_GIVEN EXERCISE_
Lay out the stretch of the material from the line that contains "of the tree" through the line that contains "x=481, y=509" as a Markdown table with the columns Row and Line text. Each line gets its own numbered row, and blank lines are left out.

_DATA ROWS_
----------

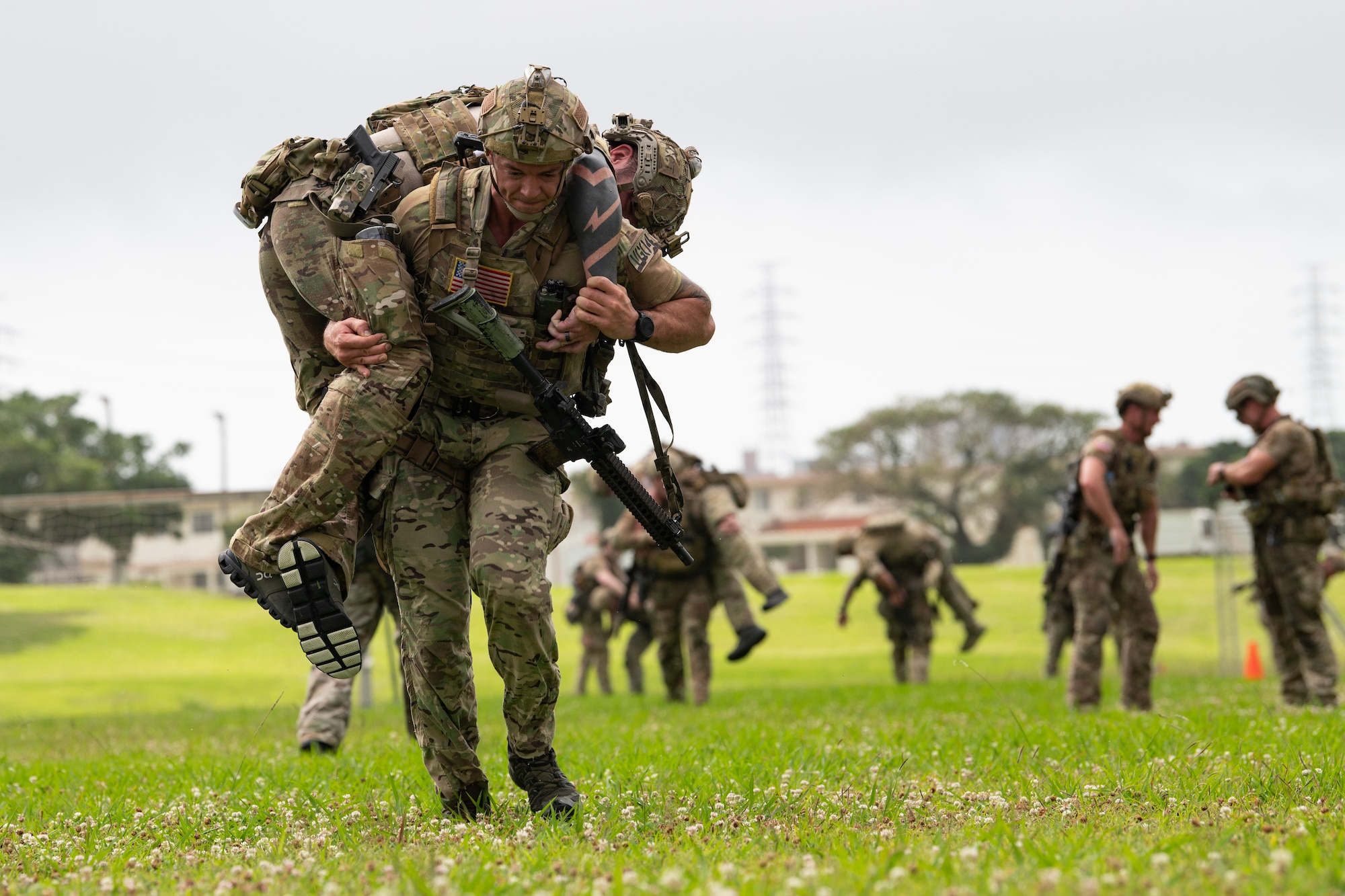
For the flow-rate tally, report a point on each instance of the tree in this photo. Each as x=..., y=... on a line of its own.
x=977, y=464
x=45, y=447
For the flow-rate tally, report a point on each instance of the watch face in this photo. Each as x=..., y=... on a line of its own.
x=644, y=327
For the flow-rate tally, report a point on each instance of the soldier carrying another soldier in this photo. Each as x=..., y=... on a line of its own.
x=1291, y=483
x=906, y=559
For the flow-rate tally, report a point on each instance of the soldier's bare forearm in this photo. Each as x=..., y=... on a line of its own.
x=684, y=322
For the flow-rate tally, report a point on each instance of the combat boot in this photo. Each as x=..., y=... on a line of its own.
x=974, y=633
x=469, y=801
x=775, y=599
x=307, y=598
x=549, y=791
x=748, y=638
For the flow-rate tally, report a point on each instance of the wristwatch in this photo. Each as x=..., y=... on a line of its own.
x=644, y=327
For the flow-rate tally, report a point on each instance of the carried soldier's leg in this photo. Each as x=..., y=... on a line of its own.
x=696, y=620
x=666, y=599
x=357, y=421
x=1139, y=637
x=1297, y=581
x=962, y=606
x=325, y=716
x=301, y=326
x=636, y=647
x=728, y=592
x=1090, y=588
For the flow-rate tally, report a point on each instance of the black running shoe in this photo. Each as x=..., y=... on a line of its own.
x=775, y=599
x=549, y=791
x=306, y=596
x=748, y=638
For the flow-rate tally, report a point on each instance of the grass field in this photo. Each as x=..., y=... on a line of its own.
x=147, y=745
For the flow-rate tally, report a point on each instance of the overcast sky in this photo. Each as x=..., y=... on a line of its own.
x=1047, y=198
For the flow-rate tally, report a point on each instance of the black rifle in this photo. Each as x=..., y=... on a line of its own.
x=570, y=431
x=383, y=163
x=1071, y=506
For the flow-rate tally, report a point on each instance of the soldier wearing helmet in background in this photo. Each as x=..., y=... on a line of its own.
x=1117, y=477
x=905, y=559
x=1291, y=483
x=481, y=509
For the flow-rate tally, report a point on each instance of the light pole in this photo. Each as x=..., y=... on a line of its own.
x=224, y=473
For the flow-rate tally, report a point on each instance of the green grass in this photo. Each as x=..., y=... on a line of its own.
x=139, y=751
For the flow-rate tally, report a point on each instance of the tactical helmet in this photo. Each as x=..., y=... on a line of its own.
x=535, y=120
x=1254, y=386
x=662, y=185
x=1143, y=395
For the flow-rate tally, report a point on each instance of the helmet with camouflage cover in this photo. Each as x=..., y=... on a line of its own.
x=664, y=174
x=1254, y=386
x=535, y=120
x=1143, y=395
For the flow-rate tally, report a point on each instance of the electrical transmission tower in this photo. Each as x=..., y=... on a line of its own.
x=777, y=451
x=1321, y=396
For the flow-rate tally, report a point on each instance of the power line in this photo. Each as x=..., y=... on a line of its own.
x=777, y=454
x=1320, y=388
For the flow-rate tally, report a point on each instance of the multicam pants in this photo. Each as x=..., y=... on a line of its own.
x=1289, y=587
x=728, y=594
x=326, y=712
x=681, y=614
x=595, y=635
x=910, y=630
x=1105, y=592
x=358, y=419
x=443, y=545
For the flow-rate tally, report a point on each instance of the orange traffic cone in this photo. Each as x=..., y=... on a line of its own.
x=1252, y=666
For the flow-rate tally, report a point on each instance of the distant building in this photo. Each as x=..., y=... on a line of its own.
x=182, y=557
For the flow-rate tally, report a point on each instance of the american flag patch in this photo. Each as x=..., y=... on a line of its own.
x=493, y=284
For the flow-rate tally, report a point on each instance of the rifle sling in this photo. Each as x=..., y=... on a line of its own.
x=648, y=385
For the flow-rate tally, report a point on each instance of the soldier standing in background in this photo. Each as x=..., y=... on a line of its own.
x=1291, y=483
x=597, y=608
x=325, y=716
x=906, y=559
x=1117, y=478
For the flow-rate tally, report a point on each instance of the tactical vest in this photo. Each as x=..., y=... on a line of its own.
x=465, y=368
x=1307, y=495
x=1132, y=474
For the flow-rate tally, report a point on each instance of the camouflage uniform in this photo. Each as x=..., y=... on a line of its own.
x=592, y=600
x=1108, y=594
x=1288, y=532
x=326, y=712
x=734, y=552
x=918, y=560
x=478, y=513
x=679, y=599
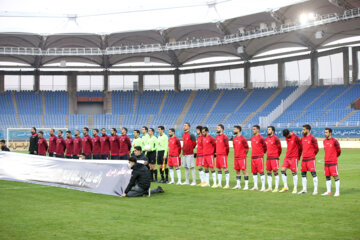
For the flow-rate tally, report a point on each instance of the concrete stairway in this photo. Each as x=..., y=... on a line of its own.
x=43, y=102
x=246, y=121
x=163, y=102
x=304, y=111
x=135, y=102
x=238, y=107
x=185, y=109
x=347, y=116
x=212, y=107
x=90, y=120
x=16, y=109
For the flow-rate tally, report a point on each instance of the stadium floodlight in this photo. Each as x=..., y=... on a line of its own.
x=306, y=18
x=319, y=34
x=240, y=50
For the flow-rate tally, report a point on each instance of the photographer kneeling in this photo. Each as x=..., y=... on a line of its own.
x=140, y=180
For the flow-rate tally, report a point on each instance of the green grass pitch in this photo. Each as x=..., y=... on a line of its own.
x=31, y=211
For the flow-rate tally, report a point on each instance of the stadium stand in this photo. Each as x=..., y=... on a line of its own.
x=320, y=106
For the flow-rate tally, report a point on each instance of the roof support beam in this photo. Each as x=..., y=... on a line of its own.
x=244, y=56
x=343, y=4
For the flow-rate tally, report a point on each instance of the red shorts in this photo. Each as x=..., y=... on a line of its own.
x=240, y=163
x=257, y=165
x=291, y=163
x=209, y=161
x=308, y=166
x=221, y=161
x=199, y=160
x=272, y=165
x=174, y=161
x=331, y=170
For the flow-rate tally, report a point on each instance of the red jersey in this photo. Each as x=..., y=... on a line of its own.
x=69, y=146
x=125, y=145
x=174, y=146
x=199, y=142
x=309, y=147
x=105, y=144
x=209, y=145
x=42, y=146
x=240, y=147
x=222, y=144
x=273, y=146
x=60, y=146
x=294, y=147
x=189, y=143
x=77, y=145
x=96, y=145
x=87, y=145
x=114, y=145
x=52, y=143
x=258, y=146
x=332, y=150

----------

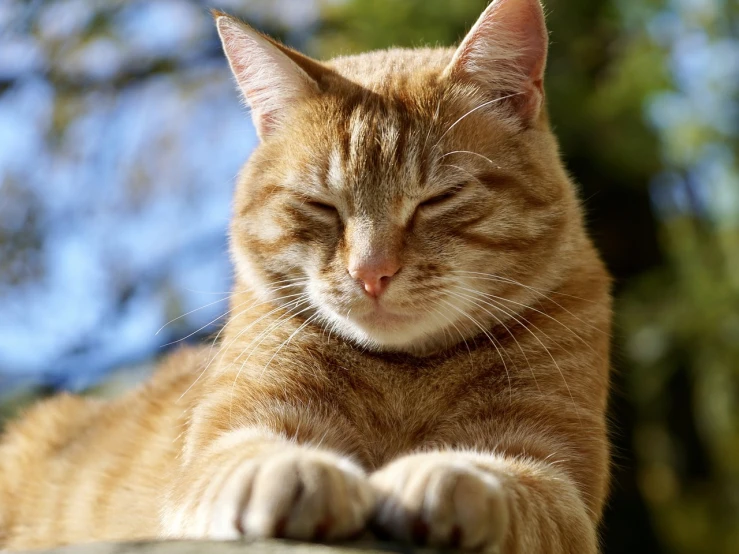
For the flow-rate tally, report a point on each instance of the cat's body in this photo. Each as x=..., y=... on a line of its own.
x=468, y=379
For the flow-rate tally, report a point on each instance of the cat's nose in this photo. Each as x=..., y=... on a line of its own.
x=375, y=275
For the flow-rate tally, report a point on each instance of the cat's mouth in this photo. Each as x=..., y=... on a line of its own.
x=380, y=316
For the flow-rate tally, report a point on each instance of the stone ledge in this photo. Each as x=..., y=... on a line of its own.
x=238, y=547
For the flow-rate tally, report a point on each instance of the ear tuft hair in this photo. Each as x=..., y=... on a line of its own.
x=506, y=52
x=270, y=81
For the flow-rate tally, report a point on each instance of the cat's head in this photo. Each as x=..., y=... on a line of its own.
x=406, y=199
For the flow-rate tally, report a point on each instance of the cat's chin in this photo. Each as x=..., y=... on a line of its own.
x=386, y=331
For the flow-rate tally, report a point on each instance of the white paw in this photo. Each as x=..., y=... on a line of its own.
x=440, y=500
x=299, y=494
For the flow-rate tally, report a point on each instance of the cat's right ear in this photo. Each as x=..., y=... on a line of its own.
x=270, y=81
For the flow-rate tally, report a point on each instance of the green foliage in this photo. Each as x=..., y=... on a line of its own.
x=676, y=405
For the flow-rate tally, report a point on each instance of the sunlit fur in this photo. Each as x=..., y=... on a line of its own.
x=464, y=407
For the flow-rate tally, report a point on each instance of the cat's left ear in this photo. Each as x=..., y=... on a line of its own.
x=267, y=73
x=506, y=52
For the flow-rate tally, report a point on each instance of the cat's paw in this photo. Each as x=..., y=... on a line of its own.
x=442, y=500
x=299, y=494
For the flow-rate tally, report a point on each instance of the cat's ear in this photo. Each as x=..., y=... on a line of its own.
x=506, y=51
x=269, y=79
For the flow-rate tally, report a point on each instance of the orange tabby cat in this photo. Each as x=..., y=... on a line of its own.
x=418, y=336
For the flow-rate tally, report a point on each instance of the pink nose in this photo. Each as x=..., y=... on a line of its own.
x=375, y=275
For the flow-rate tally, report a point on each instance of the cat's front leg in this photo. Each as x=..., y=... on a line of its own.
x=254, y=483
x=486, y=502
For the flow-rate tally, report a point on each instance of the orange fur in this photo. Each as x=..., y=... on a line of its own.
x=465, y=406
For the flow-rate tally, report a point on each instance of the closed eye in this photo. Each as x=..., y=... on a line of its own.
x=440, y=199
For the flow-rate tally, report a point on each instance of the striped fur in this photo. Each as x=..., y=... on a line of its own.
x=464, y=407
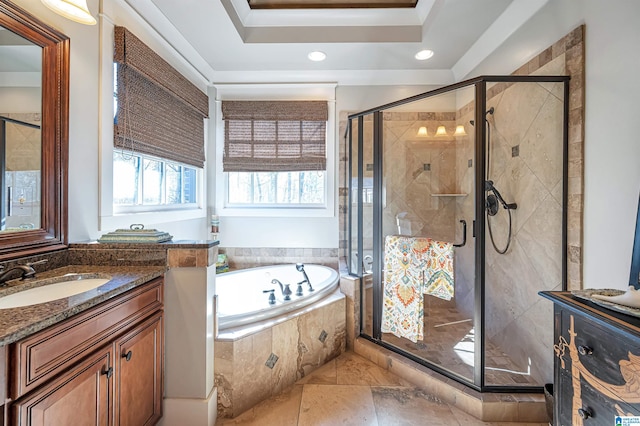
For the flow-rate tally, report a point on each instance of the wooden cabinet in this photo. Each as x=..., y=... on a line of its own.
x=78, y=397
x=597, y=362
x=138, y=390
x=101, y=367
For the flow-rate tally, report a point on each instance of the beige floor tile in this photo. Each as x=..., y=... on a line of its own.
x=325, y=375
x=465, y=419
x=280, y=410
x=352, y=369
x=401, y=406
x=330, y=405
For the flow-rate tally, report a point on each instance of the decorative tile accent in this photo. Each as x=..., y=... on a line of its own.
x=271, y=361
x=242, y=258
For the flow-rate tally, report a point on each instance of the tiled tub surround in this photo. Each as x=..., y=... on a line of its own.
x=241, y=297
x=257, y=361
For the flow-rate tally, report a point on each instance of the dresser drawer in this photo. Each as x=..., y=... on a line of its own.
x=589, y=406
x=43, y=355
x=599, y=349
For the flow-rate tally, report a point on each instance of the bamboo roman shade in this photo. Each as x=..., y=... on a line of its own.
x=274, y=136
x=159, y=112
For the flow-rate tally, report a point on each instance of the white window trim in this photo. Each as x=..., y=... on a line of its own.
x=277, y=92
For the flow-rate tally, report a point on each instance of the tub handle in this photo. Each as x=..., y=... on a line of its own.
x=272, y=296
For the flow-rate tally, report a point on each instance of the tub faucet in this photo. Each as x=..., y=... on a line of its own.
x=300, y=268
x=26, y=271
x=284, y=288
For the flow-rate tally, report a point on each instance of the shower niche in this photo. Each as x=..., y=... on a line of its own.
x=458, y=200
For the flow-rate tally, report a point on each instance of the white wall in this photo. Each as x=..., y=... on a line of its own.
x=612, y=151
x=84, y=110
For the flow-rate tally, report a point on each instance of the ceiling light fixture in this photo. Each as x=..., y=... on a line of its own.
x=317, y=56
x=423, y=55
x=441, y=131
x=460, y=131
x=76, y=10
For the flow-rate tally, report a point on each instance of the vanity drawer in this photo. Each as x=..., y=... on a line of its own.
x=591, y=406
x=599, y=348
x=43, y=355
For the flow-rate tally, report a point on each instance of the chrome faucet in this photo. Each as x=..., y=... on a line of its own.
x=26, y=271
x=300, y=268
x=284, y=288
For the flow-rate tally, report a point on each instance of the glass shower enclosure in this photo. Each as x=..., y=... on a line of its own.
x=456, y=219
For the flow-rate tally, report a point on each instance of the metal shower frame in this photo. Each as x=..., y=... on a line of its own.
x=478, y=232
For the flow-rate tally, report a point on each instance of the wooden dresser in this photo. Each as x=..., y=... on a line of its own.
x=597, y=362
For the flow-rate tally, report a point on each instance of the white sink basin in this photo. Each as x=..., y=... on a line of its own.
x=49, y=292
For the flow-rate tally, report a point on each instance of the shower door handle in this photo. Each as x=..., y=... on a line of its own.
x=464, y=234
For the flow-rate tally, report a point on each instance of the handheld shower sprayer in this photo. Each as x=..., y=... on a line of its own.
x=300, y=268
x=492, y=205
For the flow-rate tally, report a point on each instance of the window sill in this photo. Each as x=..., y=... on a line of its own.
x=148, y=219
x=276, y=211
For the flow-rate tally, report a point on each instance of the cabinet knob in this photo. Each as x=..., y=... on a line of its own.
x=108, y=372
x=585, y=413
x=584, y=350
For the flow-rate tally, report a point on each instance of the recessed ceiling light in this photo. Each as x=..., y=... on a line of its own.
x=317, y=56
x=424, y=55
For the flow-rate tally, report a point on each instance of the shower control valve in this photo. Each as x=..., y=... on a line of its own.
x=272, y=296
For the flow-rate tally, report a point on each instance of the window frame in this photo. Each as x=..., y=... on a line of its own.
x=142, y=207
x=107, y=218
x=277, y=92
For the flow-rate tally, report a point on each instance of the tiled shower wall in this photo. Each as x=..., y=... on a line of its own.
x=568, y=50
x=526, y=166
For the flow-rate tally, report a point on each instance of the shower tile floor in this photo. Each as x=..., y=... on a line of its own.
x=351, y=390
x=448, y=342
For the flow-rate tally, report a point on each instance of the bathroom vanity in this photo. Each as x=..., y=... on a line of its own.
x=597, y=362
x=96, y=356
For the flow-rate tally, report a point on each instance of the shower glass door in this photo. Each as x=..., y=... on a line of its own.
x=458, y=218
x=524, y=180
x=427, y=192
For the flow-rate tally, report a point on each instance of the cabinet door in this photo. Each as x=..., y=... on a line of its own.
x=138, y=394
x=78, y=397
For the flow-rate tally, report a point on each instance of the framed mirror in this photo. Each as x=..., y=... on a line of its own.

----------

_OUTPUT FOR THIS EXERCISE_
| Row | Line text |
|---|---|
| 1 | For the flow-rate tally, report a point on each instance of the tree in this photo. Each as x=..., y=... on a line of its own. |
| 2 | x=977, y=464 |
| 3 | x=45, y=447 |
| 4 | For the flow-rate tally, report a point on each instance of the watch face in this photo. Each as x=..., y=... on a line of its own. |
| 5 | x=644, y=327 |
| 6 | For the flow-rate tally, report a point on each instance of the soldier carrying another soldier in this photo. Each as x=..., y=... on a line of its own. |
| 7 | x=1291, y=483 |
| 8 | x=906, y=559 |
| 9 | For the flow-rate tally, report a point on each instance of the soldier's bare forearm in this photo. Each as x=..., y=... on a line of its own. |
| 10 | x=684, y=322 |
| 11 | For the flow-rate tally, report a point on each instance of the combat boot in this photo. Each as x=..., y=... on a line of its own. |
| 12 | x=974, y=633 |
| 13 | x=469, y=801 |
| 14 | x=775, y=599 |
| 15 | x=307, y=598 |
| 16 | x=549, y=791 |
| 17 | x=748, y=638 |
| 18 | For the flow-rate tally, report a point on each instance of the wristwatch in this photo. Each as x=..., y=... on a line of its own. |
| 19 | x=644, y=327 |
| 20 | For the flow-rate tally, report a point on each instance of the carried soldier's leg in this photo. Each as x=..., y=... on a line of its own. |
| 21 | x=696, y=620 |
| 22 | x=666, y=599 |
| 23 | x=357, y=421 |
| 24 | x=1139, y=637 |
| 25 | x=1297, y=581 |
| 26 | x=962, y=606 |
| 27 | x=325, y=716 |
| 28 | x=301, y=326 |
| 29 | x=636, y=647 |
| 30 | x=728, y=592 |
| 31 | x=1090, y=588 |
| 32 | For the flow-rate tally, report a point on each instance of the black running shoe in this photo. Each as x=..., y=... on a line of its own. |
| 33 | x=775, y=599 |
| 34 | x=549, y=791 |
| 35 | x=306, y=596 |
| 36 | x=748, y=638 |
| 37 | For the flow-rate tally, report a point on each instance of the grass field in this photo. Each as x=..., y=... on a line of its own. |
| 38 | x=147, y=745 |
| 39 | For the flow-rate tally, report a point on each instance of the overcast sky in this photo. Each as x=..., y=... on a line of its own. |
| 40 | x=1047, y=198 |
| 41 | For the flow-rate tally, report a point on each instance of the black rifle in this photo. Each as x=..., y=... on a line of its own. |
| 42 | x=570, y=431 |
| 43 | x=383, y=163 |
| 44 | x=1071, y=506 |
| 45 | For the flow-rate tally, report a point on each instance of the soldier wearing helmet in background in this photo. Each as x=..., y=... on a line of its own. |
| 46 | x=1117, y=477 |
| 47 | x=905, y=559 |
| 48 | x=1291, y=483 |
| 49 | x=481, y=509 |